(Items from a dataset)
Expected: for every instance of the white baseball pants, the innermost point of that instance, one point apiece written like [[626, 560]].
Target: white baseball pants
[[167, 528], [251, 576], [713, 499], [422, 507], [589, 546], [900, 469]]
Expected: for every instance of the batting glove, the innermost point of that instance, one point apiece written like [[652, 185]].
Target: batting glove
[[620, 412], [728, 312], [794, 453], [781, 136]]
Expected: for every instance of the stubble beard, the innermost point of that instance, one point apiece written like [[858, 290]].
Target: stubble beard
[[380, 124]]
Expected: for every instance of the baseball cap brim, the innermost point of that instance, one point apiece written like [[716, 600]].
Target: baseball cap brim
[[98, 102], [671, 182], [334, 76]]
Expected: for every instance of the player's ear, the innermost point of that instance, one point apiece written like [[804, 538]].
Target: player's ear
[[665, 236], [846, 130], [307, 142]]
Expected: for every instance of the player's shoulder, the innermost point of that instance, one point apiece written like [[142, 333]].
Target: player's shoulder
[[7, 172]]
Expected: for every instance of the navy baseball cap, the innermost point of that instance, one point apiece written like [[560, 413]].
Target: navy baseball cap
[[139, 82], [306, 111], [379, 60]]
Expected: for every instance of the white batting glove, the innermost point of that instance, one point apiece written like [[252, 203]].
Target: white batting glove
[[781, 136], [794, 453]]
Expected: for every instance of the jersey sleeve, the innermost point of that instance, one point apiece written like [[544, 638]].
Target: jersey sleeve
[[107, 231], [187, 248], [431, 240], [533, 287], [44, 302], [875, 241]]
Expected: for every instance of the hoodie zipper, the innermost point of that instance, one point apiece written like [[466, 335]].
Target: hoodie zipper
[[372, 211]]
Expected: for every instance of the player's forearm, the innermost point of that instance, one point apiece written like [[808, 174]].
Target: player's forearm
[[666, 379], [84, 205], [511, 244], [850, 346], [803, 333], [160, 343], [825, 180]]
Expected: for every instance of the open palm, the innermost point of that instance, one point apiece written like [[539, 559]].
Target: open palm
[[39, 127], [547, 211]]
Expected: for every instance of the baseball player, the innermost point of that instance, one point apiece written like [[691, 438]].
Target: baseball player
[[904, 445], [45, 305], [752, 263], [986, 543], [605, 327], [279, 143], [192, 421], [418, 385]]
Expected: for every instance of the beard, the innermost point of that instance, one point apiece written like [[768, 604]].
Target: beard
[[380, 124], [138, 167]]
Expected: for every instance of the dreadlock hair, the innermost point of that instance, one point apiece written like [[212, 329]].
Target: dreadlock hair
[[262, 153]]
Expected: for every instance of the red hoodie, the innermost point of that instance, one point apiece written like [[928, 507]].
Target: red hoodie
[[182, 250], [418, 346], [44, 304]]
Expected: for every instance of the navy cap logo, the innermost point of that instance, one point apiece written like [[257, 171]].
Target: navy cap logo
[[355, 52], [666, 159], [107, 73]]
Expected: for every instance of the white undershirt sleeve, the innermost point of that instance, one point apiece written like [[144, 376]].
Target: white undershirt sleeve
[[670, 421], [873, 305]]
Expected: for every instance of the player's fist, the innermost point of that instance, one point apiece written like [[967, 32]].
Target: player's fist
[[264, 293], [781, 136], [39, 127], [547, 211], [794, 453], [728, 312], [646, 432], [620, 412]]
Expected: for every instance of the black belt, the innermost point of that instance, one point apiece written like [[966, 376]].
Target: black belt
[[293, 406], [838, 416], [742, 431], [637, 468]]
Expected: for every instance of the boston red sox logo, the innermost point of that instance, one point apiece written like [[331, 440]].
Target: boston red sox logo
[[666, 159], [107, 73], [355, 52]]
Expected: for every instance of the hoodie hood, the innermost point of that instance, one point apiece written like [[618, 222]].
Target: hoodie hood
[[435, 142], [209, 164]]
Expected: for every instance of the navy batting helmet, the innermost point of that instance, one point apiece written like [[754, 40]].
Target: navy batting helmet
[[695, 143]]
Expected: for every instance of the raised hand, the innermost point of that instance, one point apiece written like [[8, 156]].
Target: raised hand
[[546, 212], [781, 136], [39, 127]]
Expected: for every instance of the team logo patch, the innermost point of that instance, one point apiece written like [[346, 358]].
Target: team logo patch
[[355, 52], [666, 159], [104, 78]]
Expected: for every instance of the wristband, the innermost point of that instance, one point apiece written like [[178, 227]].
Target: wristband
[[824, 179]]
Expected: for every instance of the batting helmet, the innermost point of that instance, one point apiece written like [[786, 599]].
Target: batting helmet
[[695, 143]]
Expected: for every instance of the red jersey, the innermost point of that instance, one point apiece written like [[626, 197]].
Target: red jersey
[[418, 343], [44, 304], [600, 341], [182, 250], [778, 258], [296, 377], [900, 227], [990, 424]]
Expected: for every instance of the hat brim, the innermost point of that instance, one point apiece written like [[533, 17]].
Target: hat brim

# Exercise goal
Each entry above is to be transcribed without alteration.

# Answer for this exercise
Expected: for every instance of the white baseball pants, the innermost point of that instance, one point apiece written like [[626, 560]].
Target: white baseball pants
[[167, 528], [251, 576], [713, 499], [422, 507], [589, 546], [900, 469]]
Expected: for every instance of the batting glove, the innermost point of that instance, one point apiece written like [[652, 185]].
Target: batting glove
[[620, 412], [728, 312], [794, 453], [781, 136]]
Expected: for every instance of the stubble beard, the innermost point of that instance, one point apiece written like [[858, 290]].
Target: stubble beard
[[380, 124]]
Expected: for every instance of the baseball cap brim, the innermost point of that instance, one point apiece written like [[716, 600]].
Target: baseball cap brim
[[98, 102], [671, 182], [334, 76]]
Expected: for every instance of the player's ear, the innermost point of that instance, one point apiece written like [[804, 538]].
Target: player's ear
[[665, 236], [846, 130], [307, 142]]
Expected: for every instance of the player's shoulder, the innermost point of that instance, one point apiece written like [[142, 333]].
Target: player's shoulder
[[7, 172]]
Expected: for every instance of the navy baseball cap, the innermost point of that instance, one point apiece written like [[560, 413]].
Target: navy baseball cap
[[139, 82], [306, 111], [379, 60]]
Expected: for every instance of the white batting glove, the innermost point of that instance, one point apiece written like [[252, 203]].
Target: white batting glove
[[781, 136], [794, 453]]
Expected: for every instance of the jersey sleeve, the innermost point of that instance, one point apiece written like [[544, 638]].
Target: jersey sleeve
[[107, 231], [187, 248], [431, 240], [533, 287], [44, 302], [875, 241]]
Expected: for every instance of the hoodie zipper, the innermost point of that instance, one point apiece written like [[466, 335]].
Target: hoodie zipper
[[372, 211]]
Expected: for every instance of the player's forearm, the innermost point of that instance, one point apiece written like [[808, 174]].
Target: player's forearm
[[666, 379], [84, 205], [511, 244], [850, 346], [803, 333], [160, 343], [825, 180]]
Expected: for every instance of the open palm, the innermost point of that instance, one point apiece written like [[539, 559]].
Target: open palm
[[39, 127], [547, 211]]
Expected: for every instance of the baseball player, the innermost point of that instance, one point apiece written like [[691, 438]].
Target: baseball player
[[904, 445], [45, 305], [752, 263], [986, 543], [605, 327], [279, 143], [192, 421], [418, 385]]
Expected: for every instance of the beard, the innermost point of that instance, one point apiece written like [[768, 604]].
Target: beard
[[380, 124], [138, 167]]
Expected: for every instance of the dreadlock hair, the innermost point of that instance, one point apiece written like [[212, 329]].
Target: dreadlock hair
[[262, 153]]
Expected: for every instance of the red hoodie, the innermost point of that instance, one point apiece written like [[928, 507]].
Target: red hoodie
[[182, 250], [418, 346], [44, 304]]
Expected: for every instance of the navy cap logo, the innermost point of that instance, one point apiece written like [[257, 171]].
Target: navy cap logo
[[355, 52], [666, 159], [107, 73]]
Expected: for every instance of the white undershirt sleeve, the innermost point of that instance, one point apiece written like [[144, 376]].
Target: white undershirt sleeve
[[670, 421], [873, 305]]
Expected: for every instance of the player's fist, the innermost point of that instance, one point apiece written like [[967, 32]].
Target: player's fist
[[264, 293], [781, 136], [39, 127], [547, 211], [794, 453], [728, 312], [646, 432], [620, 412]]
Expected: for every instance of the black belt, the innermost point of that instance, one point apiece written like [[966, 376]].
Target: black belt
[[293, 406], [838, 416], [742, 431], [637, 468]]
Expected: for every instance of the boston red sox logo, the innermost point of that instance, one point apiece written like [[331, 440]].
Target: boston red sox logo
[[666, 159], [107, 73], [355, 52]]
Expected: for every instance of the hoodie hood, the innermost point of that instance, one point apiece written like [[618, 222]].
Target: hoodie hood
[[435, 142], [209, 164]]
Expected: for every instance of the navy batting helmet, the innermost point of that instance, one point apiece written like [[754, 40]].
Target: navy batting helmet
[[695, 143]]
Expected: for every instance of the raised hand, the innermost point of that instance, one point apiece written like [[8, 156]].
Target: raised hand
[[546, 212], [781, 136], [39, 127]]
Expected: for every instance of the team logo patch, the innermost point of that instance, one point apiece written like [[346, 358]].
Target: team logo patch
[[355, 52], [666, 159], [104, 78]]
Expected: for every instance of the wristband, the innermost point of that instance, one point apiece written like [[178, 227]].
Target: wristband
[[824, 179]]
Expected: for every instance of the batting helmet, the innermost point of that instance, one point apiece written like [[786, 599]].
Target: batting helmet
[[695, 143]]
Expected: for every instance of the red jersey, the innermost point of that instance, one point apiece written like [[626, 197]].
Target: red jersey
[[418, 343], [44, 304], [600, 341], [182, 250], [778, 258], [296, 377], [900, 227], [990, 424]]
Expected: for every instance of the hat brim, the innermost point of that instance, one point apiece written like [[533, 17]].
Target: hat brim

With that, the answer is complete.